--- start of Given data ---

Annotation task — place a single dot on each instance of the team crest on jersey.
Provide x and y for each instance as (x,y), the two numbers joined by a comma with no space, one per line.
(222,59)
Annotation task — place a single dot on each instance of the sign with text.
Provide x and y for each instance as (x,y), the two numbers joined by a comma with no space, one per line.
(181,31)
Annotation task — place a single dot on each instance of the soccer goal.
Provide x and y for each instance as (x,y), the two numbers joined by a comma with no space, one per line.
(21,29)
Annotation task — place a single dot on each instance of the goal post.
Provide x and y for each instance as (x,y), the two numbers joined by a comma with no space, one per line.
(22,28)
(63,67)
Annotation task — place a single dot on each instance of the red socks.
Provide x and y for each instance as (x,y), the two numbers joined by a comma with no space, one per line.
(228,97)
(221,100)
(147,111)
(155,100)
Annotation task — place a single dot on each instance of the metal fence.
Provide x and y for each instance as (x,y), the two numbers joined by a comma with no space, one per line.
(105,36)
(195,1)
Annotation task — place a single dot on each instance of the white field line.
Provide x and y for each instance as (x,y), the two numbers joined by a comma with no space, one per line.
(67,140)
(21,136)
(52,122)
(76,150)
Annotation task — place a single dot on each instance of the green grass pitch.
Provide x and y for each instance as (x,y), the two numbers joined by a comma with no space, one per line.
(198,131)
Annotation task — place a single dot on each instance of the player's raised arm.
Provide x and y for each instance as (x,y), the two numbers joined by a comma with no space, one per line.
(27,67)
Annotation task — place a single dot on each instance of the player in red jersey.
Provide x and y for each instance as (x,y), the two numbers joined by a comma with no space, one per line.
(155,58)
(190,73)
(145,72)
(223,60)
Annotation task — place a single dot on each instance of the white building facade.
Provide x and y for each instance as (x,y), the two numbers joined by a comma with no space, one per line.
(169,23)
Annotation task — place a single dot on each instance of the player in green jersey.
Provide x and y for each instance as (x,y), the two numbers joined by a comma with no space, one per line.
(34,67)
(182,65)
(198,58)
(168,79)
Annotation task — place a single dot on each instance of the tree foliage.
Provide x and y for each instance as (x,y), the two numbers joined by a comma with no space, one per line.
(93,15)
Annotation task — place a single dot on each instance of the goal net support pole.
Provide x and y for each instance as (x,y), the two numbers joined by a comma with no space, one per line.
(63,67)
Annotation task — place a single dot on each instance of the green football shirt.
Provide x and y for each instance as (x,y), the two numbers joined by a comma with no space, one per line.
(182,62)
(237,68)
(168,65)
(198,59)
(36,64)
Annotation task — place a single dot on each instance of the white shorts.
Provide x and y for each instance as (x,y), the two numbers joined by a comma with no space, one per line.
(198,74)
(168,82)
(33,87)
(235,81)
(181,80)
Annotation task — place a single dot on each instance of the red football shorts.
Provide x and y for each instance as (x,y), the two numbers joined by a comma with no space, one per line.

--- end of Given data ---

> [What is needed] All of the data must be returned exactly.

> [The answer]
Annotation task — place a single dot on each instance of the team crest on jersey.
Provide x and y for each instance as (x,y), the two numbers joined by a comma with no space, one per line.
(222,59)
Annotation task — place a single dot on each instance of the sign with text.
Provide x and y for each instance as (x,y), the two numbers joined by a comma with no space, one per line.
(181,31)
Annotation task — place a single dot on each instance of the soccer goal.
Provide x and y for each instance as (x,y), the two numbers joined by a comma with no space, one per line.
(21,29)
Annotation task — place a single dot on each instance of the goal post.
Provide x and y for each instance as (x,y), the two numbers joined by a comma with no space, one per line.
(22,28)
(63,67)
Annotation task — place a single dot on each instance of the red socks.
Provide x and y for each instance as (x,y), the two numbers joined by a comma with no space, one per line.
(228,97)
(221,100)
(147,111)
(155,100)
Annotation task — place a single dot on each instance of the metal fence.
Provide x and y for each instance as (x,y), the two numbers joined by a comma with no space, one per line.
(105,36)
(195,1)
Annotation task — place a single dot on each instance of the white field line.
Provide x and y for each instance as (x,y), the two numbers joined by a comma with no space, one per line.
(67,140)
(21,136)
(52,122)
(76,150)
Annotation task — place a single dot on each instance of the green grass pitch.
Provide x and y for each instance as (x,y), the two numbers joined by a comma with no space, one per line.
(198,131)
Annotation task — place a single dot on each instance of the player's raised arm.
Provide x and y for each instance as (x,y), the two numbers joined by a comma with no space, one per line.
(27,67)
Annotation task — place a single dot on each instance of the player in red jersey.
Provide x and y for each instance as (x,y), the two numbers joined by a comma with no space, one per line.
(155,58)
(190,73)
(145,72)
(223,60)
Annotation task — place a single dot on each instance of the white building facade.
Provide x and y for each instance as (x,y), the two numbers joined by a comma with no space, one per line.
(169,23)
Annotation task — place a single dot on each instance of the player in green jersey.
Provide x and y for each instance as (x,y), the two numbers joined by a comma with no space, one per line.
(34,67)
(182,65)
(198,58)
(168,79)
Annotation task — place a single dot on each instance of the tree foliage.
Provide x and y for each instance as (x,y), the two numbers joined by a comma with no space, one per line.
(93,15)
Annotation task — place a single dot on each instance of the goal net support pole.
Provide x and y for each instance as (x,y), the two numbers joined by a comma with no space, one per line.
(63,67)
Annotation task — place a single dot on each instance of the green football shirt.
Provide x and y for each instance as (x,y), the two numbers joined by a comma with no space, one per line.
(182,62)
(237,68)
(168,65)
(198,59)
(36,64)
Annotation task — place a single dot on each instance of the white shorts.
Provide x and y for each instance as (x,y), the two numbers joined by a comma with no space, one per line.
(198,74)
(168,82)
(33,87)
(235,81)
(181,80)
Annotation task — place a single dot on each instance of the red football shorts.
Provide x and y for each instance as (x,y), the two numbers joined by a comma with no space, one per line.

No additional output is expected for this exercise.